Passage =>
○ ○ ○ ○

This was a tough week for our house for a few reasons. One is that I am working through a contract, a situation in which my ability to communicate with my clients was all but shut down. This was a first for me, and painful. I understood what was happening, but not necessarily why it happened. I knew I had to keep plowing ahead though, and Wednesday we finally got back on some solid ground, something to be thankful for and grow from.

As bad as that was, the toughest thing we dealt with was a death. A teenager- a beautiful, intelligent, funny, and sweet child of 16, we had known her since she was 3, one of the few people in the world who was a friend to both of our kids, died in an automobile accident. She was a passenger on a sunny morning drive in the country, in a car with her girlfriends- cranking up the music, singing, goofing off, celebrating life with the joyous freedom that only teenage girls are capable of. I can’t help but smile when I picture a car full of girls, laughing out loud, full of life, full of hope, full of happiness… Then the driver ran a red light.

○ ○ ○ ○

Short exercise a => In the passage, which adjectives describe the 16-year-old who died?
The passage and the rows have nothing to do with each other.

Given information =>
○ ○ ○ ○

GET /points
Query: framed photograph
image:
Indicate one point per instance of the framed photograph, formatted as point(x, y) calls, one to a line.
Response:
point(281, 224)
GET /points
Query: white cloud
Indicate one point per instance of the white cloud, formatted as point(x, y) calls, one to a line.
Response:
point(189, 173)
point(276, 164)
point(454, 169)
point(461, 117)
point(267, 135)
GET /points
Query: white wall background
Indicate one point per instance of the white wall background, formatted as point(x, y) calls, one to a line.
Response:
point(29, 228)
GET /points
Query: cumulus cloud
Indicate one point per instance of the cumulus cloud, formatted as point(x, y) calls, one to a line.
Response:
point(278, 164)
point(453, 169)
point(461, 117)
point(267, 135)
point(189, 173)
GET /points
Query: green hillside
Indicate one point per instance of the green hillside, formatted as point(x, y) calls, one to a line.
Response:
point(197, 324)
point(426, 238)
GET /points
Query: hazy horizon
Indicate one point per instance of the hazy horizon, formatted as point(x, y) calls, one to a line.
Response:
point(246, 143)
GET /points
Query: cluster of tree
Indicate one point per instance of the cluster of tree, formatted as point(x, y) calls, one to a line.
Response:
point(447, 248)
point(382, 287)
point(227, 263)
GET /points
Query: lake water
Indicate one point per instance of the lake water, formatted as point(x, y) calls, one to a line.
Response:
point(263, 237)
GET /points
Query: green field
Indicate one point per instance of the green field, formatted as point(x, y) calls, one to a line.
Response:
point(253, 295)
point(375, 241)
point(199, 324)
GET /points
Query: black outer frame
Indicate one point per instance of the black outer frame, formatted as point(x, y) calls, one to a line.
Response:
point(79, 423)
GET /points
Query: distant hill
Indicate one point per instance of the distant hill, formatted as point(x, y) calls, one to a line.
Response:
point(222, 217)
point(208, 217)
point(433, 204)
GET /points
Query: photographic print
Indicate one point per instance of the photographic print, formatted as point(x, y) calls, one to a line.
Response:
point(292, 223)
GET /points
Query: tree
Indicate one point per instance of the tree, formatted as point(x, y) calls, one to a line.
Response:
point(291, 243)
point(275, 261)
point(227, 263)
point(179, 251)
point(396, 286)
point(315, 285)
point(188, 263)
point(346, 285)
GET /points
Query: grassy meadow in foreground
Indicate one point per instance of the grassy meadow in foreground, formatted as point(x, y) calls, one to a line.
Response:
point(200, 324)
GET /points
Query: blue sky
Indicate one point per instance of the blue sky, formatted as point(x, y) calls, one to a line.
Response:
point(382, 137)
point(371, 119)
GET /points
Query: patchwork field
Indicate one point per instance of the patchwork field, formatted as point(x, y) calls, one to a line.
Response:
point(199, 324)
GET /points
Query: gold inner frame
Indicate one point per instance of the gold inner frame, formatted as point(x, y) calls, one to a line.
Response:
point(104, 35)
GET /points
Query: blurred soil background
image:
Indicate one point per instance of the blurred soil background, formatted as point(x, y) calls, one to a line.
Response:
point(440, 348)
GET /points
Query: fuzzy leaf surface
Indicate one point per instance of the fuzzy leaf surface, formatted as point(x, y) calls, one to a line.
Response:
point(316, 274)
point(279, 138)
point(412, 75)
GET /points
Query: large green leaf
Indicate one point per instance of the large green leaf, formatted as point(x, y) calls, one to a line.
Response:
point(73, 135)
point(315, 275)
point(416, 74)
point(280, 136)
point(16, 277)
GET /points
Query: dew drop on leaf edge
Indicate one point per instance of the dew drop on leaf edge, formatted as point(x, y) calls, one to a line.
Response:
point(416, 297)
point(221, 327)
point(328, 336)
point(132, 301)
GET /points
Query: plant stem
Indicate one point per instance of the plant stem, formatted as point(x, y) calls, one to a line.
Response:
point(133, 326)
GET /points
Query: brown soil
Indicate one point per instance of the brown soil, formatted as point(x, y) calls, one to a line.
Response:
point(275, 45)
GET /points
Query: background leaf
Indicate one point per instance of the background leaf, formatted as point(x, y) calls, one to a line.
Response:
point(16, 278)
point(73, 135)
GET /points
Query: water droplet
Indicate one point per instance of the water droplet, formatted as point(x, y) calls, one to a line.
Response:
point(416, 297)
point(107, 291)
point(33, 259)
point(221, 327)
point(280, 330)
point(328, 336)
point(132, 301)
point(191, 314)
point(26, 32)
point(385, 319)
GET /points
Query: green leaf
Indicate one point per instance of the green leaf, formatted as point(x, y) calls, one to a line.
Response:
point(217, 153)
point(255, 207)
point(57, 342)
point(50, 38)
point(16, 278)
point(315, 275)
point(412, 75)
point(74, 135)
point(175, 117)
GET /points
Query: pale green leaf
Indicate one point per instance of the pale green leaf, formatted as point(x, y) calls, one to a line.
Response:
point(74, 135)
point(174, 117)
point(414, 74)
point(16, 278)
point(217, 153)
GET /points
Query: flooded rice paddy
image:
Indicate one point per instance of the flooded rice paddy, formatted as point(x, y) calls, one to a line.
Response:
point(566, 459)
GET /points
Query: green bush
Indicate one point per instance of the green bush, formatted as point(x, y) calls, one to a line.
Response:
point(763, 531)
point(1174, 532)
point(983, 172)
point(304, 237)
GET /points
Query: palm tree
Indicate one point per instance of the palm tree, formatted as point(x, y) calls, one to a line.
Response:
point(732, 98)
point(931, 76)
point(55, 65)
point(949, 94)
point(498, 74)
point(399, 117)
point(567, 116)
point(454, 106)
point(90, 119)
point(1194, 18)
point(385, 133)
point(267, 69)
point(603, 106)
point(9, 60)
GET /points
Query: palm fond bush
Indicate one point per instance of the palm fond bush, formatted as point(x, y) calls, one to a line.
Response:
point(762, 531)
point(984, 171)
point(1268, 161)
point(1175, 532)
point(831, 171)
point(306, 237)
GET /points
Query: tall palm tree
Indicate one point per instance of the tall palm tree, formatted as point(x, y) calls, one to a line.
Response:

○ ○ ○ ○

Short exercise b => Render the rows as a numbered list, with blank lines omitted: begin at the first line of the rows and stop after the line that contains "point(292, 223)".

Result a => beautiful, intelligent, funny, sweet

Result b =>
1. GET /points
2. Query: framed photograph
3. image:
4. Indicate one point per instance of the framed photograph, formatted as point(x, y) calls, one to a line.
5. Response:
6. point(281, 224)
7. GET /points
8. Query: white cloud
9. Indicate one point per instance of the white cloud, formatted as point(x, y) calls, one to a line.
10. Response:
11. point(189, 173)
12. point(276, 164)
13. point(454, 169)
14. point(461, 117)
15. point(267, 135)
16. GET /points
17. Query: white wall background
18. Indicate one point per instance of the white wall background, formatted as point(x, y) calls, one to a line.
19. Response:
20. point(29, 228)
21. GET /points
22. Query: cumulus cloud
23. Indicate one point per instance of the cumulus cloud, formatted as point(x, y) calls, one to a line.
24. Response:
25. point(278, 164)
26. point(453, 169)
27. point(461, 117)
28. point(267, 135)
29. point(189, 173)
30. GET /points
31. Query: green hillside
32. Indicate one point per instance of the green hillside, formatted as point(x, y) calls, one to a line.
33. Response:
34. point(197, 324)
35. point(426, 238)
36. GET /points
37. Query: hazy horizon
38. Indicate one point per instance of the hazy horizon, formatted as point(x, y) calls, one to a line.
39. Response:
40. point(246, 143)
41. GET /points
42. Query: cluster of tree
43. Indicate one point per instance of the cluster of tree, formatted as point(x, y) calls, one to a line.
44. Response:
45. point(447, 248)
46. point(382, 287)
47. point(227, 263)
48. GET /points
49. Query: lake water
50. Indicate one point per instance of the lake water, formatted as point(x, y) calls, one to a line.
51. Response:
52. point(263, 237)
53. GET /points
54. Query: green field
55. Indicate one point per instance of the green field, formatted as point(x, y) calls, one to a line.
56. Response:
57. point(253, 295)
58. point(375, 241)
59. point(199, 324)
60. GET /points
61. Query: black outer frame
62. Indicate one point per instance of the black outer frame, formatted as point(x, y) calls, one to a line.
63. Response:
64. point(79, 423)
65. GET /points
66. Query: distant hill
67. Indicate one point per instance of the distant hill, formatted as point(x, y) calls, one to a line.
68. Response:
69. point(222, 217)
70. point(208, 217)
71. point(433, 204)
72. GET /points
73. Query: photographic print
74. Indicate one point per instance of the photographic print, formatted as point(x, y) calls, one to a line.
75. Response:
76. point(292, 223)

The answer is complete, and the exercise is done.